Location labeling records:
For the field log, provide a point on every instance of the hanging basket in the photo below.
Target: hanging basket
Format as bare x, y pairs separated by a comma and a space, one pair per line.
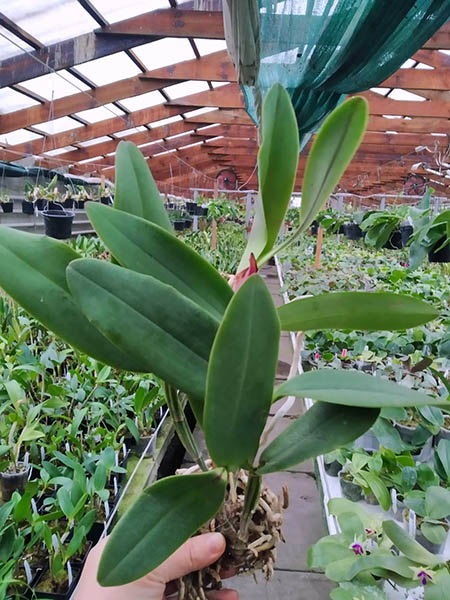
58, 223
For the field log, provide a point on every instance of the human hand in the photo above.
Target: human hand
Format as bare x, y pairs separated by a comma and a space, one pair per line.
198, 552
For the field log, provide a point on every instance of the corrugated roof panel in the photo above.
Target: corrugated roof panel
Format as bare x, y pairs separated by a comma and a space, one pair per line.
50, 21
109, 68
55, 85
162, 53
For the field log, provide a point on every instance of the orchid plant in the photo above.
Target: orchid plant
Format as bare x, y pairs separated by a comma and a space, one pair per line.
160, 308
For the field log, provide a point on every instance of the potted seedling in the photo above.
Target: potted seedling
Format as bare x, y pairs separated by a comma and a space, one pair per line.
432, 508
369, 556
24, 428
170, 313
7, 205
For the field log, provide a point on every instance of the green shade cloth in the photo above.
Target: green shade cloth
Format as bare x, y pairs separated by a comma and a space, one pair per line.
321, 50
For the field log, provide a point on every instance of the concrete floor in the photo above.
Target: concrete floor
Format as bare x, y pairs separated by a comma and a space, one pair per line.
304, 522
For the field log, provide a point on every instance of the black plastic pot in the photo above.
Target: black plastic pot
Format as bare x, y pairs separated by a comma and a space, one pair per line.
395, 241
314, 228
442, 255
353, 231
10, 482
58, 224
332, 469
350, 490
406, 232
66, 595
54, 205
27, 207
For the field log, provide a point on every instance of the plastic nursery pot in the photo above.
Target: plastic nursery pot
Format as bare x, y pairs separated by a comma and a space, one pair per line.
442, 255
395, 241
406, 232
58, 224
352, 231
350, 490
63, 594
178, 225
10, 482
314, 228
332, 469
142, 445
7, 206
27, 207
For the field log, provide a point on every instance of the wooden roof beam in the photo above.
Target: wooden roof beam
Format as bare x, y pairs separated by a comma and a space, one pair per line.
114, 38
--
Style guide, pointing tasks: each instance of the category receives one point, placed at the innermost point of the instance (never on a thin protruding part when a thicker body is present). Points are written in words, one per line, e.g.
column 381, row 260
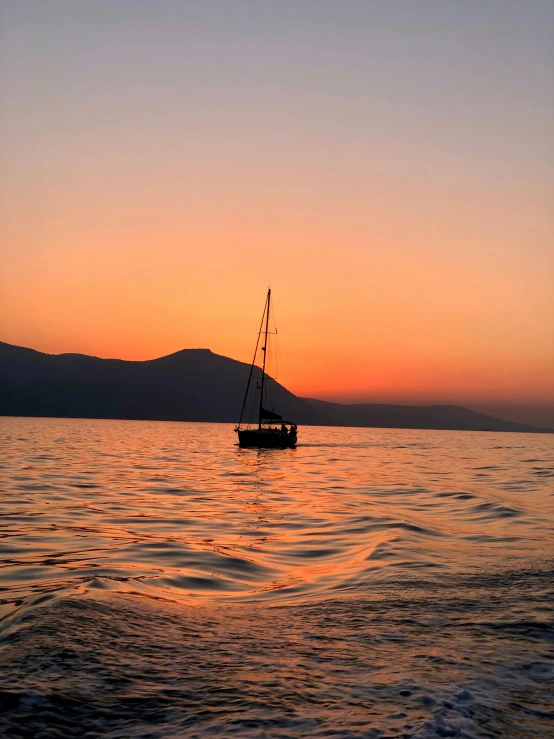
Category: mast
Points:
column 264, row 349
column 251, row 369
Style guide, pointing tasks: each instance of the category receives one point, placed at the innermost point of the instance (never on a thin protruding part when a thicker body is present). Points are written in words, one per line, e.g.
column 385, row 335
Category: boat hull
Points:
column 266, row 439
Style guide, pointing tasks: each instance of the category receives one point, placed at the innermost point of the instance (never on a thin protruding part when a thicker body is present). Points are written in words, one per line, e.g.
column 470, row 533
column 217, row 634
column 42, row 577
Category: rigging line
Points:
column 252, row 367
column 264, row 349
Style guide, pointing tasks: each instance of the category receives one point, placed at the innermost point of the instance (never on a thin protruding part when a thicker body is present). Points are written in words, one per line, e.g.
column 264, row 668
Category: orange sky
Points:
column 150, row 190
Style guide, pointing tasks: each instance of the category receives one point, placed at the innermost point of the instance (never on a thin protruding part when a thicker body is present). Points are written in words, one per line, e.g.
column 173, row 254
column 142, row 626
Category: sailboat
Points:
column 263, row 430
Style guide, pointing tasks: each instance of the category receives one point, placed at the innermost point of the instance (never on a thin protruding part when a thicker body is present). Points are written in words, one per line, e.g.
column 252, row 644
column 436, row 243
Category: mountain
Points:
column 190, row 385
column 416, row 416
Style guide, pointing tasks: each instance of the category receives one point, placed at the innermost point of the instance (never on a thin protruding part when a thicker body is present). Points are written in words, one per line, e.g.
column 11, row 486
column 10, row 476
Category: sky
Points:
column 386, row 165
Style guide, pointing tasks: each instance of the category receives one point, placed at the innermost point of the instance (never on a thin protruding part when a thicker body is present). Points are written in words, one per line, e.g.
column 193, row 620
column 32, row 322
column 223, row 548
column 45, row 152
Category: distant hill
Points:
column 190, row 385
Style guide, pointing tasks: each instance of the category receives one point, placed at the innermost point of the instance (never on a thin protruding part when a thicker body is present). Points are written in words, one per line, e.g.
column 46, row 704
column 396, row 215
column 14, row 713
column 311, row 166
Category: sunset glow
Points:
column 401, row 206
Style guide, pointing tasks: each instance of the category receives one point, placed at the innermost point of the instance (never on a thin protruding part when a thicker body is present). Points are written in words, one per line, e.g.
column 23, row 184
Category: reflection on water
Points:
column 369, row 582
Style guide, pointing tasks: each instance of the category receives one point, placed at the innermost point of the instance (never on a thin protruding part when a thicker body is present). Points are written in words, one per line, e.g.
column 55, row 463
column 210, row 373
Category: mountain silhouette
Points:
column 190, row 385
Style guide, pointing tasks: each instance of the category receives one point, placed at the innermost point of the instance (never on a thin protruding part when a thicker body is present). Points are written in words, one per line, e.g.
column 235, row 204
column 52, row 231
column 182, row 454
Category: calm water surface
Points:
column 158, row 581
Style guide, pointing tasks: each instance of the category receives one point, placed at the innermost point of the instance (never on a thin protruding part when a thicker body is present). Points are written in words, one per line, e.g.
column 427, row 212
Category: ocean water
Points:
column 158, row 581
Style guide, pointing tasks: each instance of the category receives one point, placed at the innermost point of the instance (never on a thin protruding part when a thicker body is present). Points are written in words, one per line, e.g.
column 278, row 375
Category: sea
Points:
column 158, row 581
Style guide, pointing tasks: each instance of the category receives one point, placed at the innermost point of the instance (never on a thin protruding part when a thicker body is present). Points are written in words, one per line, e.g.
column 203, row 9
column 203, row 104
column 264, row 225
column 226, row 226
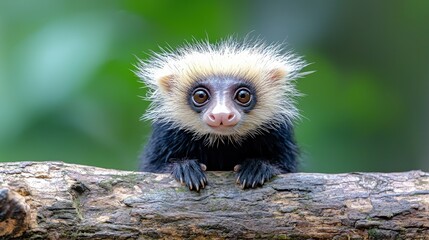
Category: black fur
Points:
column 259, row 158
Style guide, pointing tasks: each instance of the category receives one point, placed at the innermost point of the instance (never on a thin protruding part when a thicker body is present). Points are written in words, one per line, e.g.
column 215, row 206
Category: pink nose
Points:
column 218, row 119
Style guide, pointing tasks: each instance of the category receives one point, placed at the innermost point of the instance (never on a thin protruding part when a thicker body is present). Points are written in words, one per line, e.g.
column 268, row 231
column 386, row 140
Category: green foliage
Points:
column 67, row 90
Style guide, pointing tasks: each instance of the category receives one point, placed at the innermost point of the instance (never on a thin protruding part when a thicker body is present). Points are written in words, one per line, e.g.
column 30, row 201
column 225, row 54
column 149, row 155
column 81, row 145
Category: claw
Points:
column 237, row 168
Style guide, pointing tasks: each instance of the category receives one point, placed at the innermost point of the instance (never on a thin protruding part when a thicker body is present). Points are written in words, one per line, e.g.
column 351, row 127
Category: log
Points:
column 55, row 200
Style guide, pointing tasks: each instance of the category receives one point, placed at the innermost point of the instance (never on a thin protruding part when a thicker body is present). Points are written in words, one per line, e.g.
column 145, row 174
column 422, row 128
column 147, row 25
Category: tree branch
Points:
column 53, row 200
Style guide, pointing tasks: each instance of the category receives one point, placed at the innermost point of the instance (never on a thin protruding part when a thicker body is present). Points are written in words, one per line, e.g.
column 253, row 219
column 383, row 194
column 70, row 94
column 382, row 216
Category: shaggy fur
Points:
==
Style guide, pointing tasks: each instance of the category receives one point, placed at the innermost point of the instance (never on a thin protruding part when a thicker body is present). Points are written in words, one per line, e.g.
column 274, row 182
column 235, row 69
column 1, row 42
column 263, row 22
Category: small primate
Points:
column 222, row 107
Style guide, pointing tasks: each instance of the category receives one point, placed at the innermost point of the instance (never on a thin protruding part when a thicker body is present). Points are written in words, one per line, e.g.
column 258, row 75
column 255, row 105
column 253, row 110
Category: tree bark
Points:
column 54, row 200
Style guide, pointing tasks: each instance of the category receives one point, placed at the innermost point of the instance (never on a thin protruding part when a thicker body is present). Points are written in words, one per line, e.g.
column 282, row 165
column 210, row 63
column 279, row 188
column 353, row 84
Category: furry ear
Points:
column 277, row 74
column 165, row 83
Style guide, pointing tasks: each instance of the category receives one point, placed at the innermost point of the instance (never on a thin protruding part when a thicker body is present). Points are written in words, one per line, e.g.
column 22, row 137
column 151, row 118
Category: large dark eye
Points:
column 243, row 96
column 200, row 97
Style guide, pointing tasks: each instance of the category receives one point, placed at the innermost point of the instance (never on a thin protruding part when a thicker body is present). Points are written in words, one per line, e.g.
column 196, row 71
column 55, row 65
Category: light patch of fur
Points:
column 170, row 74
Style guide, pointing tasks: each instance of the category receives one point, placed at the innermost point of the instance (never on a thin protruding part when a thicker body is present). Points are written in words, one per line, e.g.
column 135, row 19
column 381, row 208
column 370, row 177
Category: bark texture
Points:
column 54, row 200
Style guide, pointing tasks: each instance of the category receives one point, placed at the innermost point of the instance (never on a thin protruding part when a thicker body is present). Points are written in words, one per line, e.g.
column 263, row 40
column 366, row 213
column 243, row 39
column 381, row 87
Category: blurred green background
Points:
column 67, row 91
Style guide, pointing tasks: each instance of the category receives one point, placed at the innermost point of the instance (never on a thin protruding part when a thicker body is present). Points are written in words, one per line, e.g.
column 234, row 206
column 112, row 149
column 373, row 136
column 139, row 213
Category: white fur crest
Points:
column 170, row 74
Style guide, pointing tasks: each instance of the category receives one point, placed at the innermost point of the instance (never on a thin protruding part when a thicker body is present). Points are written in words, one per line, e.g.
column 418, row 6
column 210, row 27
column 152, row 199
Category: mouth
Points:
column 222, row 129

▸ Exercise requirements
Identify every line of the items above that contains the string "hand", and copy each such line in full.

▸ Answer for this exercise
For the field log, provide a point on every instance of the human hand in the photo above.
Target: human hand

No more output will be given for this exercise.